DATA FOR PROCESSING:
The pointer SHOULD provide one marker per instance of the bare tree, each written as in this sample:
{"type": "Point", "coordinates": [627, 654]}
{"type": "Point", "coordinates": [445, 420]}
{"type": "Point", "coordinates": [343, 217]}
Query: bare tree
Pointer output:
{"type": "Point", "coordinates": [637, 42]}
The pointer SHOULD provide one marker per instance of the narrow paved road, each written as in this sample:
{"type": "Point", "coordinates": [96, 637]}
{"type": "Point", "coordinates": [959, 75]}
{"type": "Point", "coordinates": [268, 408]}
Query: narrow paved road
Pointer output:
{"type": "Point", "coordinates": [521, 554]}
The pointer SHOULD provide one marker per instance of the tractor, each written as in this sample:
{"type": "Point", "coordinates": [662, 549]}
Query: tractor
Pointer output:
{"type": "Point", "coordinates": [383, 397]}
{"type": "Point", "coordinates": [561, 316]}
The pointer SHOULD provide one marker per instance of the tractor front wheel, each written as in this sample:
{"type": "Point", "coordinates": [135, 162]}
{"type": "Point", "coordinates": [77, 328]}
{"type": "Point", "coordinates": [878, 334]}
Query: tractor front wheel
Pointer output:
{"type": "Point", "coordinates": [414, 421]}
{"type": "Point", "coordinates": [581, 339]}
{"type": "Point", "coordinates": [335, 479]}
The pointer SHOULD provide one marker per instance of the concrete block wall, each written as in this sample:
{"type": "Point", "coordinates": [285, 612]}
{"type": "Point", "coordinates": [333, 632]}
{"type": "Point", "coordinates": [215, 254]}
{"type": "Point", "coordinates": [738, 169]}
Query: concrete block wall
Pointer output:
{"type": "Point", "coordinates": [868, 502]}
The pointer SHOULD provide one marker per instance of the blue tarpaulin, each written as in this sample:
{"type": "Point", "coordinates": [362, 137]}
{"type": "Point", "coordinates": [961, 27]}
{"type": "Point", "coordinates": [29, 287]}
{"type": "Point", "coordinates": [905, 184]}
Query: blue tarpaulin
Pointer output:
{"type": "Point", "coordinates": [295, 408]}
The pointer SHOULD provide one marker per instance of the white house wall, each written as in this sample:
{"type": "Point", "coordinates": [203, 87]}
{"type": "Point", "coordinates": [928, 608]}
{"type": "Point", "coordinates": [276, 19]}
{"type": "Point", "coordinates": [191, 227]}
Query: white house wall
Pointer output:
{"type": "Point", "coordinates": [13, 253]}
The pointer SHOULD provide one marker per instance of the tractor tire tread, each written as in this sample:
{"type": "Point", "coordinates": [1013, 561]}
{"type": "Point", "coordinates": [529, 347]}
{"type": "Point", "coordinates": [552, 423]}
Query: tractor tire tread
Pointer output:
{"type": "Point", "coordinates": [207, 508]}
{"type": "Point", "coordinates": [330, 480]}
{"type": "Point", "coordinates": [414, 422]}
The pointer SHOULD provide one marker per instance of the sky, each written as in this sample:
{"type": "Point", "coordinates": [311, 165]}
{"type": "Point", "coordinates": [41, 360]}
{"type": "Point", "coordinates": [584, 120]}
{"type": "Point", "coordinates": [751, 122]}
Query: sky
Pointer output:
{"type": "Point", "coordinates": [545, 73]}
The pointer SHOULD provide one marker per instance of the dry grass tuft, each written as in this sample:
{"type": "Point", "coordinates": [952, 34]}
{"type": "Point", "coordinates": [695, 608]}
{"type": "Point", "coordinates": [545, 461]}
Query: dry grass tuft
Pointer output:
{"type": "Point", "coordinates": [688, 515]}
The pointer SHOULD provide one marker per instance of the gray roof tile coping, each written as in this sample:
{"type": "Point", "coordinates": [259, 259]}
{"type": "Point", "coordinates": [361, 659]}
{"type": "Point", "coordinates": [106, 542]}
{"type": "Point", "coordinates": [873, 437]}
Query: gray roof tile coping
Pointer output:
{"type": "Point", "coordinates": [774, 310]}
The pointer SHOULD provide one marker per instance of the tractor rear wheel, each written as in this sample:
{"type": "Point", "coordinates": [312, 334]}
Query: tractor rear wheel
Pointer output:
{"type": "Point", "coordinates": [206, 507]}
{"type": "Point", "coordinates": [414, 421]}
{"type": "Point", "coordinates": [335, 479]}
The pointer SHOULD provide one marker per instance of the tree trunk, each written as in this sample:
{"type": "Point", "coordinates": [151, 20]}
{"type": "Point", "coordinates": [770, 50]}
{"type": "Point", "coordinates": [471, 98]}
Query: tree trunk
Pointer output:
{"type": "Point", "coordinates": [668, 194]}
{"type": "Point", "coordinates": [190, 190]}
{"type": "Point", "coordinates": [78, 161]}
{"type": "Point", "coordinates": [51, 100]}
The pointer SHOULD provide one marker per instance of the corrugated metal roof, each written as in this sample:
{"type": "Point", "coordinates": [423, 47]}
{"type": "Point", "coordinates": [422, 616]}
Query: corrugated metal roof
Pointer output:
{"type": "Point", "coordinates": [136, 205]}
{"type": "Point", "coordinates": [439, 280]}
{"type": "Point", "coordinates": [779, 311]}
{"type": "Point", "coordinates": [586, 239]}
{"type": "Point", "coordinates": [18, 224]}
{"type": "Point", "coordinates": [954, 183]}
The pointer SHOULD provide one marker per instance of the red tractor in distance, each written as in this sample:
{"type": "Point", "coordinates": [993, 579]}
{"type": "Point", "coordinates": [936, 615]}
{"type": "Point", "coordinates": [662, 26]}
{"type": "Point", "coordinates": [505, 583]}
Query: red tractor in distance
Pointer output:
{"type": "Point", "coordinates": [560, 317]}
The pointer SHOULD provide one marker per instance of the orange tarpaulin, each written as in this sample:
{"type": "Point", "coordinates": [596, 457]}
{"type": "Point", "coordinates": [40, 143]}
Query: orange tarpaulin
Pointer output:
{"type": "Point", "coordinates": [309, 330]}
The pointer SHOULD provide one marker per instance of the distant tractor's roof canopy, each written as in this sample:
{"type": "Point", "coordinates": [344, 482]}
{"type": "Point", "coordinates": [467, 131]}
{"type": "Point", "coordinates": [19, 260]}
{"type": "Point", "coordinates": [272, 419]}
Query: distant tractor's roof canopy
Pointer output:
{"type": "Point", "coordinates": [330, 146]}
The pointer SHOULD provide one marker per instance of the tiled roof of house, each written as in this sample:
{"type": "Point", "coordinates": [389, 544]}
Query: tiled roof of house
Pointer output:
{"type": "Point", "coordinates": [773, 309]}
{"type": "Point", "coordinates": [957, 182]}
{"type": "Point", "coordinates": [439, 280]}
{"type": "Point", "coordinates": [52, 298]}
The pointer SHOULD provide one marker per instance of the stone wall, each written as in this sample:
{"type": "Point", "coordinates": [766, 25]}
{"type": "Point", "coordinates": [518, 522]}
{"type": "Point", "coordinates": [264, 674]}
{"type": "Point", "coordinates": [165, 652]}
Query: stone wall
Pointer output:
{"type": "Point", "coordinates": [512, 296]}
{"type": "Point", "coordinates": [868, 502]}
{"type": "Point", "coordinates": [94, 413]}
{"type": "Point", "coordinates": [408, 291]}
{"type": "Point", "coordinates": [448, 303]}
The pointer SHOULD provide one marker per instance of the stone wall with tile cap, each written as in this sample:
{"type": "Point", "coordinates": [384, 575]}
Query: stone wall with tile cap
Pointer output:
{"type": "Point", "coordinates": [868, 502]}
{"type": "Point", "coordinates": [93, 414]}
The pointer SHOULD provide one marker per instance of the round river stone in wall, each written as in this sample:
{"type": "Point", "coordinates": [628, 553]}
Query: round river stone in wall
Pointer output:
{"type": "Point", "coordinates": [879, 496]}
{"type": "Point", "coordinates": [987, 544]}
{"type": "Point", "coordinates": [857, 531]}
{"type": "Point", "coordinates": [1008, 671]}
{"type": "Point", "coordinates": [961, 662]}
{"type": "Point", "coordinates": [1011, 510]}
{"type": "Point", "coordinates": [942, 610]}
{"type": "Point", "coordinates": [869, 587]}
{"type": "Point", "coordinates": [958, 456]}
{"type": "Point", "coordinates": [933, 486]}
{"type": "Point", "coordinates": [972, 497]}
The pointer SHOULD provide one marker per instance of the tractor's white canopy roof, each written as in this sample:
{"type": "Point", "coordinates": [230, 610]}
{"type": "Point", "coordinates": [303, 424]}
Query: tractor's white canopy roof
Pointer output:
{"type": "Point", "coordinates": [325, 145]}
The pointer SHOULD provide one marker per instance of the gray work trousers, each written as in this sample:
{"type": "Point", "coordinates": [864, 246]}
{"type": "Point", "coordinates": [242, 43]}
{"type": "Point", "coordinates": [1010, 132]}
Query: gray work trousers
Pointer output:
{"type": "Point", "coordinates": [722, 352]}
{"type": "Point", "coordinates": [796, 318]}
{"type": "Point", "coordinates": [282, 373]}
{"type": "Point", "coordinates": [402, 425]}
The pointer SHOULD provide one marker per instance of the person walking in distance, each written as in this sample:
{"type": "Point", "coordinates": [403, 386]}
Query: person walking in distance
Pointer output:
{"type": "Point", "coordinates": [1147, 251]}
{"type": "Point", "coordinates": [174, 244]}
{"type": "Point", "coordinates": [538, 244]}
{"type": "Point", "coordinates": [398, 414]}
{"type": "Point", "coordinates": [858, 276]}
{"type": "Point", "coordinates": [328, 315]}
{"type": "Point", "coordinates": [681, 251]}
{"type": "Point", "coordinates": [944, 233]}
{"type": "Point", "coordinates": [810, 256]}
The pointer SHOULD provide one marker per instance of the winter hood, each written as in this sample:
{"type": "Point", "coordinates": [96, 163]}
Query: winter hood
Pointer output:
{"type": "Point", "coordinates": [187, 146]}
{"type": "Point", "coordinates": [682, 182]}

DIRECTION: Repeat these lines exactly, beginning at the line that contains "The pointer SHOULD provide one marker per instance of the winter" and continuing through the end of the lines above, including both ends.

FULL OUTPUT:
The pointer SHOULD provide one marker per instance of the winter hood, each written as in this sample:
{"type": "Point", "coordinates": [96, 163]}
Query: winter hood
Pointer output:
{"type": "Point", "coordinates": [187, 146]}
{"type": "Point", "coordinates": [682, 182]}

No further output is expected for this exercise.